▸ SELECTION:
Example of geometric and modelling fidelity matrix for the NACA 4412 airfoil with a flap.

For the present course, the focus of the study lies in a higher-fidelity simulation in order to explore buffeting effects at the gap while leveraging HPC resources. Other researchers may want to focus on the use of lower fidelity tools. The decision will be driven by the scientific/engineering question and the knowledge and expertise of the user. As a result, there are multiple setups that could be studied. Here, we will focus on the backward facing step (BFS). BFS is characterized by a recirculation flow with a strong shear layer, and will allow us to characterize the buffeting effect in a simple and easily parameterizable setup.

Effect of simulation parameters on HPC cost

We understand simulation parameters to mean the parameters that can be easily modified within a simulation or input file. The choice of the simulation parameters will inherently be tied to some of the decisions taken in determining the physics and CFD setup, discussed above. Here, we present an overview of the simulation parameters that can have a significant impact the total HPC cost of a simulation.

Turbulence modelling

Many of the applied fluid dynamics problems occur in a turbulent regime. As turbulence is a highly multiscale phenomenon, the need to account for the turbulence often drives the computational costs of the CFD simulations. The detailed discussion on the turbulence and its modelling is left for the next lecture, here we briefly discuss the main difference in modelling approaches:

Illustrative comparison between various turbulence modelling approaches.

Illustrative comparison between various turbulence modelling approaches.

Reynolds Averaged Navier-Stokes (RANS): The effect of turbulence on the mean flow is completely modelled by characterizing the turbulence through the transport of additional turbulence equations (e.g. k-epsilon equation). As the grid resolution only needs to capture the gradients of the mean flow, the resolution requirement is significantly lower than that of the other turbulence modelling approaches. RANS-type turbulence models are often used for full-scale and applied problems in which the turbulence modelling uncertainty is acceptable. RANS models are well suited for most problems but may still have challenges for more complex flows (heavily separated flows, high-speed flows, complex thermodynamic flows, etc.)
Large-eddy simulation (LES): The basic premise of LES is to resolve the large scales of the turbulent motion and model the effect of the smallest scales of turbulence. The resolution requirement is more important than RANS but allows for a significant computational saving at higher-Reynolds numbers compared to DNS. LES are increasingly used in full-scale and applied problems for cases where RANS models are known to be less effective; LES can also be used for detailed studies of abstracted and building block problems.
Direct numerical simulation (DNS): In DNS, all spatial and temporal scales of turbulence are resolved numerically. The problems studied by DNS are limited to smaller scale separation (lower Reynolds numbers) and usually can only be applied to abstracted and building block problems, given the extreme computational cost.

▸ Pointing dataset excerpts:
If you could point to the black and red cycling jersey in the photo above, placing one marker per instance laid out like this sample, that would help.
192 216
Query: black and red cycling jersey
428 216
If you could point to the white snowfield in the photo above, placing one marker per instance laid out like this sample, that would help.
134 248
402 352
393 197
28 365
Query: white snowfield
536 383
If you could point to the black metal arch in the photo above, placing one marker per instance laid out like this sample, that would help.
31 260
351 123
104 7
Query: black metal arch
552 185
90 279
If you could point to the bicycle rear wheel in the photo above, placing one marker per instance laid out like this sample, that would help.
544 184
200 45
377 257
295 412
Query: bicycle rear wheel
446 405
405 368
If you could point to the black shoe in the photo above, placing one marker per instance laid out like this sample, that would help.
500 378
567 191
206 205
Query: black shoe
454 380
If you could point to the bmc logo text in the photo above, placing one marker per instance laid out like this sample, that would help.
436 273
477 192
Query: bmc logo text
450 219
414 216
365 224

▸ JOBS:
A - Answer these questions from the CFD course excerpt:
(i) Which setup will the course focus on?
(ii) In RANS, what does the grid resolution need to capture?
(iii) In DNS, which scales of turbulence are resolved numerically?
B - Print the stretch of the CFD course excerpt from "We understand simulation" through "of a simulation.", word for word.

▸ RESPONSES:
A -
(i) The backward facing step (BFS).
(ii) The gradients of the mean flow.
(iii) All spatial and temporal scales of turbulence.

B -
We understand simulation parameters to mean the parameters that can be easily modified within a simulation or input file. The choice of the simulation parameters will inherently be tied to some of the decisions taken in determining the physics and CFD setup, discussed above. Here, we present an overview of the simulation parameters that can have a significant impact the total HPC cost of a simulation.